- **Your instructions**
Using the lines below, work out the count of those that hold "black". Give the number only.

[Saved entries]
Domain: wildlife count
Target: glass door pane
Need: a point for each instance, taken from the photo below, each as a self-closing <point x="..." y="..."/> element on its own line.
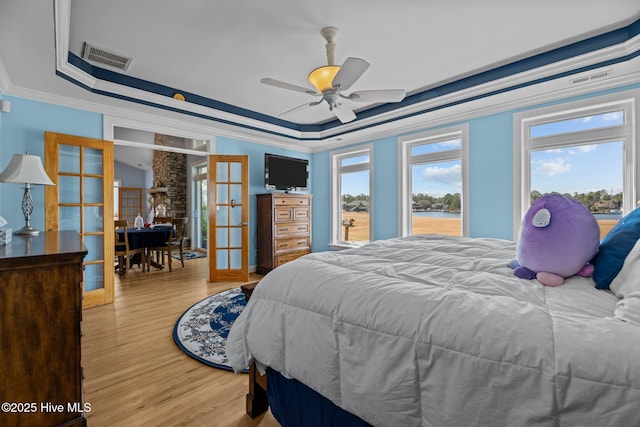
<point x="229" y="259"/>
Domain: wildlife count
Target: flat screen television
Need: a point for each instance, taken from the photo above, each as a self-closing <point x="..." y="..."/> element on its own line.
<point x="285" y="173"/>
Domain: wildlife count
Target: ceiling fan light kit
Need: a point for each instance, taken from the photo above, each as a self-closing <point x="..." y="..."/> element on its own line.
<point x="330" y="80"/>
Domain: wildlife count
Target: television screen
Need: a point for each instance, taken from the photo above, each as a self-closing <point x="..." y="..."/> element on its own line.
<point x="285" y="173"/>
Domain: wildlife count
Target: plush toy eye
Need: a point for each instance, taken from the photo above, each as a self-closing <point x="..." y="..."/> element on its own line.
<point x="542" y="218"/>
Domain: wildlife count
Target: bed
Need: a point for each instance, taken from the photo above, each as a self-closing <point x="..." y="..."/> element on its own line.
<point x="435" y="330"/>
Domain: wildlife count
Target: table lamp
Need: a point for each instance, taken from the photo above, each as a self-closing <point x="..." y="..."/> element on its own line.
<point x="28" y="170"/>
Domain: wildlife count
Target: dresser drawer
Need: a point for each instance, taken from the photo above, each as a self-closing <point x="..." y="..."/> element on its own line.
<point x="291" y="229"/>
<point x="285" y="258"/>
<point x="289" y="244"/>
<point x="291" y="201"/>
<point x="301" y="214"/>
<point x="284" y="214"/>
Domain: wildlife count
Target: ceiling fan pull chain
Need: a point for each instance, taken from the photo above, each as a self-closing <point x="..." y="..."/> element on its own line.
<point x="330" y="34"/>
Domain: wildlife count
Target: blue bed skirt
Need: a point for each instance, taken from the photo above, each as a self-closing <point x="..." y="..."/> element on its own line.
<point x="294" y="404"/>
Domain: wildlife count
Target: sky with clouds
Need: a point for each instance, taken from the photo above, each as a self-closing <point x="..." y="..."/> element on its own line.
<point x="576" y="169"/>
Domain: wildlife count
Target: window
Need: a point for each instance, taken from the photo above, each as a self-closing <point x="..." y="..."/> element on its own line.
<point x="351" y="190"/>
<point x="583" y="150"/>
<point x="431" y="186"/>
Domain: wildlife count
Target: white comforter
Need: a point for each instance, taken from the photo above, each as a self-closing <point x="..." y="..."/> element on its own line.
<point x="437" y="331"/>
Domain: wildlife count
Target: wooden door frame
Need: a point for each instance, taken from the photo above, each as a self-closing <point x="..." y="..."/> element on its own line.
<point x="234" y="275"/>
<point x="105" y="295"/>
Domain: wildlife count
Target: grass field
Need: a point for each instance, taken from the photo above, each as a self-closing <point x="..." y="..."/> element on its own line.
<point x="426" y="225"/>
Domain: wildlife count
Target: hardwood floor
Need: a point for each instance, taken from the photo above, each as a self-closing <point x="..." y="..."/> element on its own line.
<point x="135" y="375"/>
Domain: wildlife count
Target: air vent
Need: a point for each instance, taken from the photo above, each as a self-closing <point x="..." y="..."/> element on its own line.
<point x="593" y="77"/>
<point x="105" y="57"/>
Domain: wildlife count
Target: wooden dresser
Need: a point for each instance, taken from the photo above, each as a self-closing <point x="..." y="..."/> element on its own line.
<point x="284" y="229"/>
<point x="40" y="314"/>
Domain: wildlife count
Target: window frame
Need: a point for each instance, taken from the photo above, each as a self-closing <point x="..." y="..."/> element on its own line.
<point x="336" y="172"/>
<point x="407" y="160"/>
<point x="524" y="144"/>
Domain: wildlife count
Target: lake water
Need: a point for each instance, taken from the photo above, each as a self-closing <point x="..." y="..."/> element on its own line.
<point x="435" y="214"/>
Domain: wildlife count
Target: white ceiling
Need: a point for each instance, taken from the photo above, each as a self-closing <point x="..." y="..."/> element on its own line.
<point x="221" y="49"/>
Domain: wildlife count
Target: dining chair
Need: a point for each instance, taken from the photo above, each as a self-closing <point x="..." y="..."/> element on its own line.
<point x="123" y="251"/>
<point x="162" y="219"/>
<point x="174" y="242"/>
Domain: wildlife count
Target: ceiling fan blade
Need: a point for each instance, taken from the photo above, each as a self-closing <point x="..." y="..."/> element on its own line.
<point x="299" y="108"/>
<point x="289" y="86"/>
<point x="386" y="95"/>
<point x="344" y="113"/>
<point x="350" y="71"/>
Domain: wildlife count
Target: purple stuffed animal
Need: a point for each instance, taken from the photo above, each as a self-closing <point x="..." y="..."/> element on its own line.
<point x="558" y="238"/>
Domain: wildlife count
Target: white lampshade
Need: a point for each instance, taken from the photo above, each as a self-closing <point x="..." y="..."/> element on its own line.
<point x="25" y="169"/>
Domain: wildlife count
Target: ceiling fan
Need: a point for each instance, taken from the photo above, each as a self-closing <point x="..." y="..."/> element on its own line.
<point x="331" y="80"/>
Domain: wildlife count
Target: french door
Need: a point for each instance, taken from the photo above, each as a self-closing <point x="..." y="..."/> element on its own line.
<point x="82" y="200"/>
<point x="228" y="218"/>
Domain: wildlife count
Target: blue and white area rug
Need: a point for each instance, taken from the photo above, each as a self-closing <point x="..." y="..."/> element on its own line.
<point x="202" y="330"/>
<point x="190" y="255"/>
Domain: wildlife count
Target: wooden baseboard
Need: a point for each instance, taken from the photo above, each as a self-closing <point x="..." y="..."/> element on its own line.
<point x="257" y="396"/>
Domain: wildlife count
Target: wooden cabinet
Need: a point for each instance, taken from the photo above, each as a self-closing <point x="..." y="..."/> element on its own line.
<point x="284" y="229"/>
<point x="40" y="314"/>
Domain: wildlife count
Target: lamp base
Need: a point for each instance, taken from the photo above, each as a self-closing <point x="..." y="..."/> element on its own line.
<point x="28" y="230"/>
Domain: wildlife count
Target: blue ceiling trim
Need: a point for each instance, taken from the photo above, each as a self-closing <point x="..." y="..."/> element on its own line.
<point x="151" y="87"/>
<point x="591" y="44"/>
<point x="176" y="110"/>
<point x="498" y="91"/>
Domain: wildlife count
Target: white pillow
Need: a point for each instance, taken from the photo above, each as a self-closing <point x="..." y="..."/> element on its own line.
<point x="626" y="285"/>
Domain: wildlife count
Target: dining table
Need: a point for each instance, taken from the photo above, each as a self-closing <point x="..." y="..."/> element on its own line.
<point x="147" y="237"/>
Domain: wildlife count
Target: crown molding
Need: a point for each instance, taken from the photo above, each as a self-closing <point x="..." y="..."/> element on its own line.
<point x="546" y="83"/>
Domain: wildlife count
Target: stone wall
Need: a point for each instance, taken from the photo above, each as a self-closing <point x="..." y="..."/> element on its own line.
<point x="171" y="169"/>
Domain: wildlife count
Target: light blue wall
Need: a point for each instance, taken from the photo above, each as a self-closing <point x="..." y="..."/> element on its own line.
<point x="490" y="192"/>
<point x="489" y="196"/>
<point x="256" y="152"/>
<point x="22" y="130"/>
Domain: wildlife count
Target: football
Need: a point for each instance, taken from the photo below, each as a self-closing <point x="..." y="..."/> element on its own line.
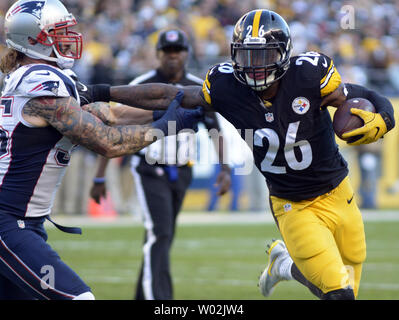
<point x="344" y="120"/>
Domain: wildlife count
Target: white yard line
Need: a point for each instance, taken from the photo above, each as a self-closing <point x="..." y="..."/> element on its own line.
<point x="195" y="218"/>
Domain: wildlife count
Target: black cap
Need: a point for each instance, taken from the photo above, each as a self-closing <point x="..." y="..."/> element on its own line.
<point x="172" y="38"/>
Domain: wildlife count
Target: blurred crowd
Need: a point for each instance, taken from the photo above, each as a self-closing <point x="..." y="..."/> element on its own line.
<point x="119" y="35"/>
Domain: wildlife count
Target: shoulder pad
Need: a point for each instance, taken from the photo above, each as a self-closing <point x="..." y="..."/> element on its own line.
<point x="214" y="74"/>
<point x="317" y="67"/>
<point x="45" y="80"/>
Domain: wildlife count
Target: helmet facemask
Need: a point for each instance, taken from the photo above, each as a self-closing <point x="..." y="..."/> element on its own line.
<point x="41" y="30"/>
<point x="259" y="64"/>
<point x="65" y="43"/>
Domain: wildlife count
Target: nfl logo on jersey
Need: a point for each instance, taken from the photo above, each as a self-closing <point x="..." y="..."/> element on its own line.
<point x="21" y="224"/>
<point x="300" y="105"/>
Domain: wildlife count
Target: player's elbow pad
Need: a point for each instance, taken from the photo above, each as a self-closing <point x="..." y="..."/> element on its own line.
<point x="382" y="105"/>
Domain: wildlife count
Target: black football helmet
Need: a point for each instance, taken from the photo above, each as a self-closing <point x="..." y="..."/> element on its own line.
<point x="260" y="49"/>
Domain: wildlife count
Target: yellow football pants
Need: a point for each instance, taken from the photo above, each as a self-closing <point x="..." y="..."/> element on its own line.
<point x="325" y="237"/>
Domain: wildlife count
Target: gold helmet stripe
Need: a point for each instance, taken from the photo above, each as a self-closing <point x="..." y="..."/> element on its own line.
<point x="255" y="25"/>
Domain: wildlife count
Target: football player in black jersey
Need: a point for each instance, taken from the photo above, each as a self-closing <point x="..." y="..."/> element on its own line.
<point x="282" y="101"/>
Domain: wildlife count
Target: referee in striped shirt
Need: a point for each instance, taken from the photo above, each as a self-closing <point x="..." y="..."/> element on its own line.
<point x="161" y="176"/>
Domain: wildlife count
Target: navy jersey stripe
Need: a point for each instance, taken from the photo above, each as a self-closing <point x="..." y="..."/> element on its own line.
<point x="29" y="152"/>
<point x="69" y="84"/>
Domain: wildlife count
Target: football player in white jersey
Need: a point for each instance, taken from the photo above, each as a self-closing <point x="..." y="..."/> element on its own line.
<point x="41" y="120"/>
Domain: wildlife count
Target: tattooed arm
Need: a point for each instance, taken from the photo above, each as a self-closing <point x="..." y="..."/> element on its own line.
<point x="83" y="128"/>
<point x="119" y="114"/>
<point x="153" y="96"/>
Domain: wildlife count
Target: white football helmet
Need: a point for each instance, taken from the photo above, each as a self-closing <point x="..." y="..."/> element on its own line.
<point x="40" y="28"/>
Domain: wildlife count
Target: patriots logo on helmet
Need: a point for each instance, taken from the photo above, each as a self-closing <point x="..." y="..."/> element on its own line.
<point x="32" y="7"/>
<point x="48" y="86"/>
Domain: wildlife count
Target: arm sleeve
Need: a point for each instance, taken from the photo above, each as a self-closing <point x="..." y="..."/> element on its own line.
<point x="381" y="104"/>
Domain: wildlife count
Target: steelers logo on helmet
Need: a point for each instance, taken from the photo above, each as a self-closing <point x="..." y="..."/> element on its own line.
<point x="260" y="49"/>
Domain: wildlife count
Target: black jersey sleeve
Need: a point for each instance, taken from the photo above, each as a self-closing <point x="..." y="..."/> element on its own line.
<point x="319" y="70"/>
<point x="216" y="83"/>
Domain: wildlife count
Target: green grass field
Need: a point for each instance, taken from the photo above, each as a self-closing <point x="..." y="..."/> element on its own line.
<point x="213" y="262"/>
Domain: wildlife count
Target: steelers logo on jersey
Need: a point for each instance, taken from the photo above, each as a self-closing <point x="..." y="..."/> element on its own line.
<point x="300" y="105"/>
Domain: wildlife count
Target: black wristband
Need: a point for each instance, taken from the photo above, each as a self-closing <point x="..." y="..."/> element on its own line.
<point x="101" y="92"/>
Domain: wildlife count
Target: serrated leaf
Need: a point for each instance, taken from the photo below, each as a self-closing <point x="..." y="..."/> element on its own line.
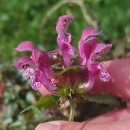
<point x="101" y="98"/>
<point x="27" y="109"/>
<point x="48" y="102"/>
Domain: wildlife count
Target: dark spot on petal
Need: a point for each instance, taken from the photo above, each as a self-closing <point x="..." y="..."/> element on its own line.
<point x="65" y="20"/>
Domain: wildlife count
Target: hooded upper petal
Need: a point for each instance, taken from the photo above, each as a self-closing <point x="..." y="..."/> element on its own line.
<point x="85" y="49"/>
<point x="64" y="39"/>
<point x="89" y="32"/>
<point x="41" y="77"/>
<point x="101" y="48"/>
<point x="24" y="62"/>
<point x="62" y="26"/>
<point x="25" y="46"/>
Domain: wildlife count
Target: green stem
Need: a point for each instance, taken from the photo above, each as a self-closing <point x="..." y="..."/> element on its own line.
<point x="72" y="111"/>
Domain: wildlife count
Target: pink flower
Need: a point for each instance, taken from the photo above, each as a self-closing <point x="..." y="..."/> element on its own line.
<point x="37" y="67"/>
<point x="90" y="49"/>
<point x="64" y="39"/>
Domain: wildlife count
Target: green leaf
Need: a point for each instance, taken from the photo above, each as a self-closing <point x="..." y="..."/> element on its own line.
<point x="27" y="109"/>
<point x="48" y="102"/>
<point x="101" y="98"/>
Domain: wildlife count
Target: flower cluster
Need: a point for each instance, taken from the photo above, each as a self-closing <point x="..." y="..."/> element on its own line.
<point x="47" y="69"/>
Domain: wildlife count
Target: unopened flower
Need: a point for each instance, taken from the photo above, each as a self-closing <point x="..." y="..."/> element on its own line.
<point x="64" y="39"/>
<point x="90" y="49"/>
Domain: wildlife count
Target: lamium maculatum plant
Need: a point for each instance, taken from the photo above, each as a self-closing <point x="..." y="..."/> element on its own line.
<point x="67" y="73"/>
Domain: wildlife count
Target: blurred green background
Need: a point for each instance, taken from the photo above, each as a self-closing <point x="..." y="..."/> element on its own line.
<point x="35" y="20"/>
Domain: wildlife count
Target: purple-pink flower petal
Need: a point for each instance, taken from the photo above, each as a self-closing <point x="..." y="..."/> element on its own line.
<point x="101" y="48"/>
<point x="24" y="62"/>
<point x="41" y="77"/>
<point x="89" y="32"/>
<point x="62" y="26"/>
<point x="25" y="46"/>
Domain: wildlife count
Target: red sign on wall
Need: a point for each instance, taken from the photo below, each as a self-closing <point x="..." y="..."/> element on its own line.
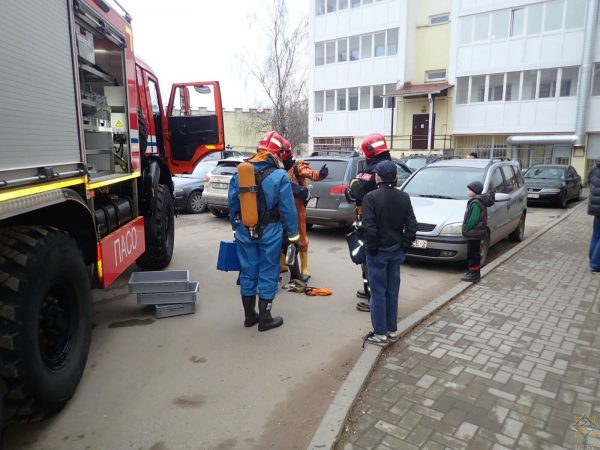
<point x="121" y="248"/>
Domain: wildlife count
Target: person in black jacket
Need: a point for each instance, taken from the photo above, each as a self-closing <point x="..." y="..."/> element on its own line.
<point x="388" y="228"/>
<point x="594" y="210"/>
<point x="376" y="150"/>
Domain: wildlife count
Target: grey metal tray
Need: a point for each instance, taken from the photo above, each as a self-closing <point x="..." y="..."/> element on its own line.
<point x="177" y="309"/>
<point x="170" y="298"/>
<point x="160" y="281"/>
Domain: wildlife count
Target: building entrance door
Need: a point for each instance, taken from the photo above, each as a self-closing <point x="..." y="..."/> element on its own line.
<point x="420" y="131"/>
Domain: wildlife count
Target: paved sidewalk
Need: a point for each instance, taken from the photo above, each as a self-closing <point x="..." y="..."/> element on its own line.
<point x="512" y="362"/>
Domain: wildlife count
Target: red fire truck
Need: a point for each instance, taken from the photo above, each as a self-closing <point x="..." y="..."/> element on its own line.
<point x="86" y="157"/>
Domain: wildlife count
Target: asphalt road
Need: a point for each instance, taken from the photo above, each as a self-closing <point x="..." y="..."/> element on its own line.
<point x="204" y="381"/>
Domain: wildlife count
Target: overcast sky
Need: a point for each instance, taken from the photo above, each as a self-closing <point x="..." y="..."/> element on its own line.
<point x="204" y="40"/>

- **Solution for this task**
6